**Фрагмент страницы:**
Этика — не математика, и единственного правильного ответа тут нет. Близкое мне объяснение состоит в том, что в первом случае вагон перенаправляется посредством стрелки, а толстяк погибает как человек, он сам выбрал для себя прогулку по железнодорожным путям, занятие, содержащее в себе некоторую вероятность быть задавленным, и эта вероятность для него реализовалась. Во втором же случае толстяк погибает не как человек, а как предмет, как живой тормоз, а использовать человека как предмет, груз, вещество, контейнер с биоматериалами и т.п. есть заведомо аморальное дело. В том числе, даже если он сам согласен на такое использование.
Тем, кто еще не усвоил такой этический подход, поможет Задача B. У врача–трансплантолога на отделении умирают пять пациентов, которым уже не дождаться донорского органа. Одному нужна печень, другому почки, третьему сердце и т.п. Опечаленный врач выходит в коридор, и видит там случайно забредшего на отделение толстяка. У толстяка совершенно здоровые печень, почки, легкие….
Почему была написана эта картина
Мы видим, что авторы середины и второй половины 19 века, пересказавшие (или придумавшие) историю подвига Гаврилы Сидорова, отнюдь не представляли его злосчастным толстяком из приведенных выше примеров. Напротив, в поведении Гаврилы подчеркивались инициативность и сметливость, соединенные со смелой готовностью нести разумные риски. Гаврила выступал в их рассказах как деятель, принявший ответственность на себя в обход затупивших офицеров.

**Набор заданий:**
**A.** Сколько пациентов умирает на отделении у врача-трансплантолога в задаче B из фрагмента страницы?
**B.** Воспроизведите из фрагмента страницы всё от слов «Почему была написана» и вниз до слов «обход затупивших офицеров.».

**Исходные данные:**
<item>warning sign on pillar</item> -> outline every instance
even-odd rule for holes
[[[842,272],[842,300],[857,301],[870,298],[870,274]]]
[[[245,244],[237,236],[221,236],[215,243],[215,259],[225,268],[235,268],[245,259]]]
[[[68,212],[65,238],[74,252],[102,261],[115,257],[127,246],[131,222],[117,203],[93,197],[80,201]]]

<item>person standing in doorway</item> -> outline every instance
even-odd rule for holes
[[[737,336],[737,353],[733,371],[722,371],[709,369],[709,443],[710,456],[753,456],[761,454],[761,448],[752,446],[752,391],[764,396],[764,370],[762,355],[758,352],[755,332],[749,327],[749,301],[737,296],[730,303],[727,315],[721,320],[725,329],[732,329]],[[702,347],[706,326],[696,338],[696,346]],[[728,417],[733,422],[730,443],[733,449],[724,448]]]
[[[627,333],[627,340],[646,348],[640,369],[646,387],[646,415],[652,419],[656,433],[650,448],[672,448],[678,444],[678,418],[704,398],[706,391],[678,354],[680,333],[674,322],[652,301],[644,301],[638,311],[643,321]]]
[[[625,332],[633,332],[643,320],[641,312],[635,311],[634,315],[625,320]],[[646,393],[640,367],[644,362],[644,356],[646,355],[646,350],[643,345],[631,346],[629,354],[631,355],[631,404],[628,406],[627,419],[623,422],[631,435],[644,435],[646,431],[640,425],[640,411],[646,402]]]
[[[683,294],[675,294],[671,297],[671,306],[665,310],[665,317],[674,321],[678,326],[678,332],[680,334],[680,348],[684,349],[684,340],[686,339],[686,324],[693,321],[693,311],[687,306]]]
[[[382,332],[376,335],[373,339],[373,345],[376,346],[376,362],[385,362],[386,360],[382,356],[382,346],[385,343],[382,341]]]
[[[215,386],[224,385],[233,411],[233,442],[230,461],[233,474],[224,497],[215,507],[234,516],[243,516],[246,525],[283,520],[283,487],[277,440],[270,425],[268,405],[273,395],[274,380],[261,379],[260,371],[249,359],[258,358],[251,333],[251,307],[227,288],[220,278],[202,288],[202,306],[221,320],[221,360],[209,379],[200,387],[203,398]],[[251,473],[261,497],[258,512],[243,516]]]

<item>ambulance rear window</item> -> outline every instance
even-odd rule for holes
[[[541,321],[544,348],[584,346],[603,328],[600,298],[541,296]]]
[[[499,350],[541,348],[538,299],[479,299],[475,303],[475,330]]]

**Ответы по заданиям:**
**A.** Пять.

**B.**
Почему была написана эта картина
Мы видим, что авторы середины и второй половины 19 века, пересказавшие (или придумавшие) историю подвига Гаврилы Сидорова, отнюдь не представляли его злосчастным толстяком из приведенных выше примеров. Напротив, в поведении Гаврилы подчеркивались инициативность и сметливость, соединенные со смелой готовностью нести разумные риски. Гаврила выступал в их рассказах как деятель, принявший ответственность на себя в обход затупивших офицеров.